PROBLEM TO WORK ON: Reproduce word for word the part of the Newsmax stock article below from "Shares of conservative" to "Bros. Discovery and Fox Corp.".

EXCERPTED PASSAGE:
Callaghan O’hare | Reuters

Shares of conservative news channel Newsmax plunged more than 70% on Wednesday as its meteoric rise as a new public company proved to be short-lived.

The stock tumbled a whopping 72% in afternoon trading, following a 2,230% surge in Newsmax’s first two days of trading after debuting on the New York Stock Exchange. At one point, the rally gave the company a market capitalization of nearly $30 billion — surpassing the market cap of legacy media companies like Warner Bros. Discovery and Fox Corp.

Newsmax was listed on the NYSE via a so-called Regulation A offering, instead of a traditional IPO. Such an offering allows small companies to raise capital without undergoing the full SEC registration process. The primary focus is to sell to retail investors, in this case It was sold to approximately 30,000 retail investors. 

The public offering indeed garnered the attention from retail traders, some of whom touted the stock as the “New GME” in online chatrooms. GME refers to the meme stock GameStop, which made Wall Street history in 2021 by its speculative trading boom.

Newsmax has a small “float,” or shares available for trading. Less than 6% of Newsmax shares, or 7.5 million shares out of a total of 128 million fully diluted shares, are available for public trading.

The conservative TV news outlet has seen its ratings rise with the election of President Donald Trump and other prominent Republicans — although it still falls behind the dominant Fox News. Overall, Newsmax ranks in the top 20 among cable network average viewership in both prime time and daytime, Nielsen said.

Data records:
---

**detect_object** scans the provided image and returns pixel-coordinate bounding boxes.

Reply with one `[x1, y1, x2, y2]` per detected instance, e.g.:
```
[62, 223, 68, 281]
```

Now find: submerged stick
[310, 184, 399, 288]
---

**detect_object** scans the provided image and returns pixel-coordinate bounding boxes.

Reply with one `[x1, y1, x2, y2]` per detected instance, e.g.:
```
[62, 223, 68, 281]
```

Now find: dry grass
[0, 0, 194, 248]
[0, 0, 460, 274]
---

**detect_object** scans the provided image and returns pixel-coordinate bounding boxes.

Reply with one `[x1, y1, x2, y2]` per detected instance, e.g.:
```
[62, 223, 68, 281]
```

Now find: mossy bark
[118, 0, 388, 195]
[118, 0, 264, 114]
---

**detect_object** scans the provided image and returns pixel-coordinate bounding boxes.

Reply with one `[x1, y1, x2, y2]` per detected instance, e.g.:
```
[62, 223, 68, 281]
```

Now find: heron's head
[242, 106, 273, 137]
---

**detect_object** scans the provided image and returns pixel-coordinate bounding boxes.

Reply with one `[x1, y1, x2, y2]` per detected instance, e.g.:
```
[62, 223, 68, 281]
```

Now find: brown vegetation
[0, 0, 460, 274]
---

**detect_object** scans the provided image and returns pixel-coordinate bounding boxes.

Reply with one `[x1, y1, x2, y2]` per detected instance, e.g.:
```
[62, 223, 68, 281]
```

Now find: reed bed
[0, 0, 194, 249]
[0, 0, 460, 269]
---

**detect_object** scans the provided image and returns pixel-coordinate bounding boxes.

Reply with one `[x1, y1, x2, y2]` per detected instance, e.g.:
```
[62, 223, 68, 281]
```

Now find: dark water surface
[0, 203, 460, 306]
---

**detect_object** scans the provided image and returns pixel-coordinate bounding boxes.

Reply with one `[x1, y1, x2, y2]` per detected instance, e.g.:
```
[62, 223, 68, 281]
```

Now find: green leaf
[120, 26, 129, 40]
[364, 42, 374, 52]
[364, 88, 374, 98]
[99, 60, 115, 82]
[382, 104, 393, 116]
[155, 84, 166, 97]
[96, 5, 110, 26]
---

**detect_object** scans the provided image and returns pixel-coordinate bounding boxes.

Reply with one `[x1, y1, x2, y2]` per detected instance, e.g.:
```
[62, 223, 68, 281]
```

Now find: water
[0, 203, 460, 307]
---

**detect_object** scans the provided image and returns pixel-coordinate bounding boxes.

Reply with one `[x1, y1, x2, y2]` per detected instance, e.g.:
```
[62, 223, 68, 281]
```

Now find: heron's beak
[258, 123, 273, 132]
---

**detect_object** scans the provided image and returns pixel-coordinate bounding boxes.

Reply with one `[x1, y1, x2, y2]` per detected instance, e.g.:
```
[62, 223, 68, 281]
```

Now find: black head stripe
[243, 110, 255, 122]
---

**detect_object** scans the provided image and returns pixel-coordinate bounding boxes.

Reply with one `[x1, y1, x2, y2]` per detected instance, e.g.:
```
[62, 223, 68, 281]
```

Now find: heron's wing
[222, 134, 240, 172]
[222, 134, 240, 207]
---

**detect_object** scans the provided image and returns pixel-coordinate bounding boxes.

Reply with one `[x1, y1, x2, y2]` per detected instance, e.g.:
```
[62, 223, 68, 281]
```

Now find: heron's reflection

SOLUTION TO THIS PROBLEM:
Shares of conservative news channel Newsmax plunged more than 70% on Wednesday as its meteoric rise as a new public company proved to be short-lived.

The stock tumbled a whopping 72% in afternoon trading, following a 2,230% surge in Newsmax’s first two days of trading after debuting on the New York Stock Exchange. At one point, the rally gave the company a market capitalization of nearly $30 billion — surpassing the market cap of legacy media companies like Warner Bros. Discovery and Fox Corp.